# Text provided
**********

Two mosaic pavements point to the presence of one of the earliest Balkan-Jewish communities (Photograph: Patrick Comerford, 2019)
Patrick Comerford
After writing about my visit last week to the archaeological site of Albania’s earliest synagogue in Sarnada, I was reminded of the remarkable story of how almost all Jews in Albania during World War II were saved from the Holocaust.
It is a remarkable record that cannot be claimed in any other occupied country in Europe, and it is all the more remarkable in some people’s eyes because Albania is Europe’s only country with a Muslim majority.
Albania was the only Nazi-occupied country in Europe to see an increase in its Jewish population by the end of World War II. How did this happen? Why was Albania good to its Jews?
The story of the Jews in Albania dates back about 2,000 years. It is said the first Jews may have arrived in Albania as early as 70 CE, following the destruction of the Temple in Jerusalem.
By the early second century CE, a considerable number of Romaniote or Greek-speaking Jews had migrated to what is now northern Albania.
The first synagogue in Albania was built in the southern port city of Saranda in the fifth century.
Benjamin of Tudela visited the area in the 12th century, and recorded that the presence of Jews. More Romaniote or Greek-speaking Jews from Greece migrated to Albania, at the end of the 14th century, bringing with them their unique customs and traditions.
When Jews were being expelled from Spain and Portugal by the Inquisition at the end of the 15th century, the Turkish Sultan invited Jews to live under the protection of Muslim rule in the Ottoman Empire, bringing new numbers of Sephardic Jews to Albania. The Jewish communities in Albania were enriched by the arrival of Jews from Italy, especially from Apulia.
By the early 16th century, there were Jewish settlements in most major cities in Albania, including Berat, Elbasan, Vlora and Durrës, and there were Jews too in Kosovo. In Vlora alone, there were 609 Jewish households in 1520.
The charismatic Jewish sectarian leader Sabbatai Zevi was exiled by the sultan in 1673 to the Albanian port of Ulqin, also called Ulcinj and now in Montenegro, and he died there three years later.
Although life for Jews was not always perfect in Albania, it was effectively a safe haven for centuries. Jews continued to migrate from Greece in the 18th and early 19th centuries, arriving in Albania, settling in Vlora.
During the Albanian nationalist revolts of 1911, Ottoman officials accused the Jewish community of colluding with and protecting Albanian nationalist rebels.
The Albanian census of 1930 shows only 204 Jews living in the country at the time. When the Jewish community was granted official recognition on 2 April 1937, it had about 300 members.
Until World War II, the Jews of Albania maintained contact with the Jews of Ioannina and Corfu in Greece, and relied on these larger and more established communities to meet their religious needs periodically, providing a rabbi, cantor, and mohel, the person who performs ritual circumcision.
With Hitler’s rise to power in Germany and increasing antisemitism across Europe, Jews began migrating from their homes in western and central Europe.

**********

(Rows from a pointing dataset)
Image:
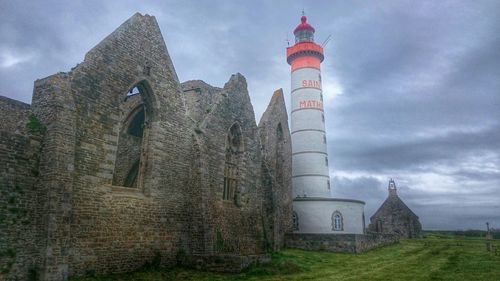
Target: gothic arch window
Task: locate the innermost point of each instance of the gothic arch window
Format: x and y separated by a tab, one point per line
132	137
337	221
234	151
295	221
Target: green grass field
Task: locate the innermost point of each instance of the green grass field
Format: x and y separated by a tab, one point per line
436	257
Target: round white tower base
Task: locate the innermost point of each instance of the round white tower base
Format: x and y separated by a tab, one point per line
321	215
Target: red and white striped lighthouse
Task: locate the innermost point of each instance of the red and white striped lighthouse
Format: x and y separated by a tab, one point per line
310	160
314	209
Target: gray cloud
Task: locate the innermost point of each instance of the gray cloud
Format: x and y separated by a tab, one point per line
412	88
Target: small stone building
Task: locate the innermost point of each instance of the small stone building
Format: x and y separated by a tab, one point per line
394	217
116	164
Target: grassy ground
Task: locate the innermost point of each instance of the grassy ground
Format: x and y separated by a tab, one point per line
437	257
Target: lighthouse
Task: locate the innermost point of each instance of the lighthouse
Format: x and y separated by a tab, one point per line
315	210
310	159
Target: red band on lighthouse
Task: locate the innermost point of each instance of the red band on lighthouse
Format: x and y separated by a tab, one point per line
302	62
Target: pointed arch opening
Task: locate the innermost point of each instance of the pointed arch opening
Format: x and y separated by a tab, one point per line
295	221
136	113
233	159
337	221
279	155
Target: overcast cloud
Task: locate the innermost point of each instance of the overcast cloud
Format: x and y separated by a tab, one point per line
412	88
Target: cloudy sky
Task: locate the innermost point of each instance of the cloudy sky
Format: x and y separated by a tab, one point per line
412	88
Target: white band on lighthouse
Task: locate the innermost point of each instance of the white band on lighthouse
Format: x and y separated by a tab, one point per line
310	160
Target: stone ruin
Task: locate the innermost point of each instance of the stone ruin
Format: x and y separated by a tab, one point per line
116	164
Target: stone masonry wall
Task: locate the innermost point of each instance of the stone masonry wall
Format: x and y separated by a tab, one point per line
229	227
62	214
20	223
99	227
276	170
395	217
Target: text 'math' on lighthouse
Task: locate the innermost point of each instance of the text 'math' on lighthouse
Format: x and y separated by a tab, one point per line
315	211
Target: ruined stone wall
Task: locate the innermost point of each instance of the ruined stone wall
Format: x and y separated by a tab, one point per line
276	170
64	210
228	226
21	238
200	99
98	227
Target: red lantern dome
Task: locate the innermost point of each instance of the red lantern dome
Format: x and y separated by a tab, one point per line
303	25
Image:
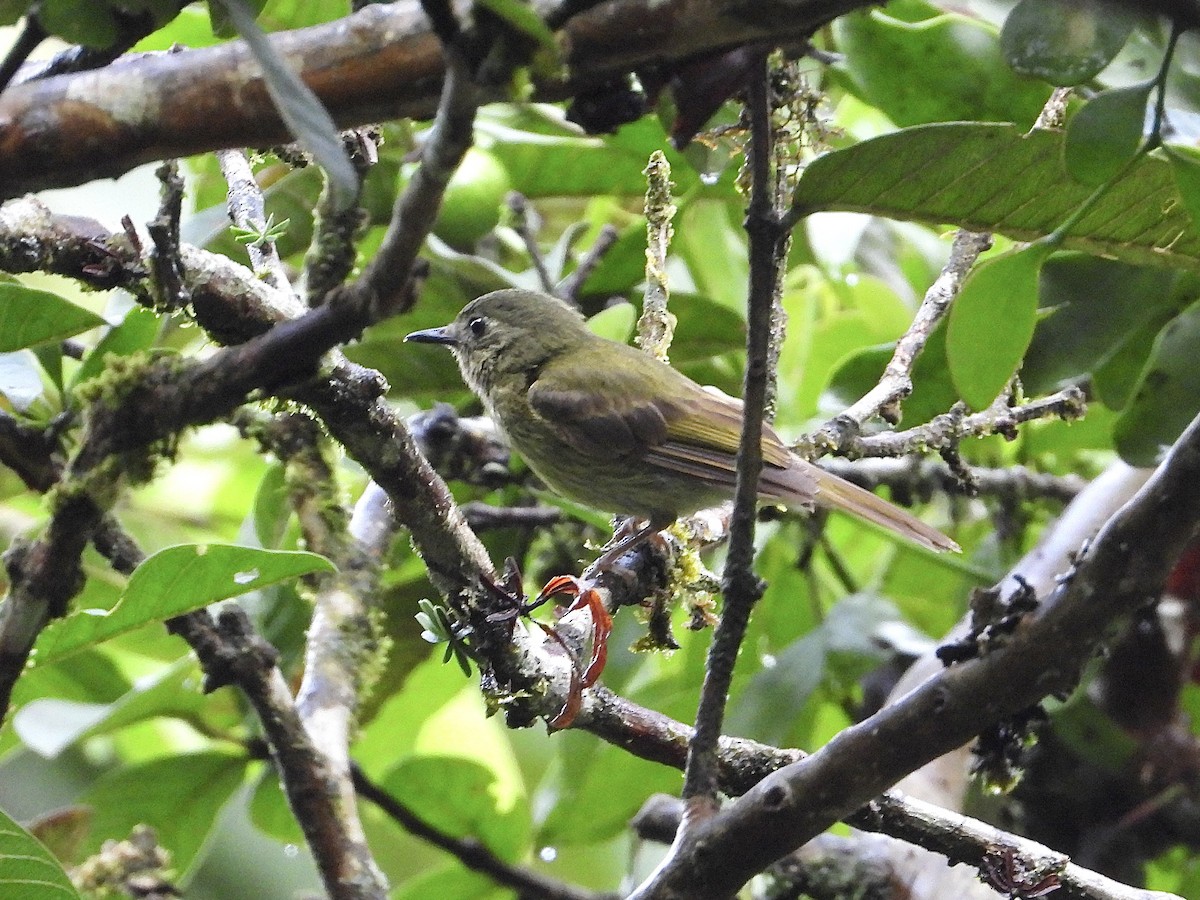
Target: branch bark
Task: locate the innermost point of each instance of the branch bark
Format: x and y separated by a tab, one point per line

**********

# Problem statement
According to the text on the history of Jews in Albania, how many Jewish households were there in Vlora in 1520? Please answer in a few words.

# Solution to the problem
609 Jewish households.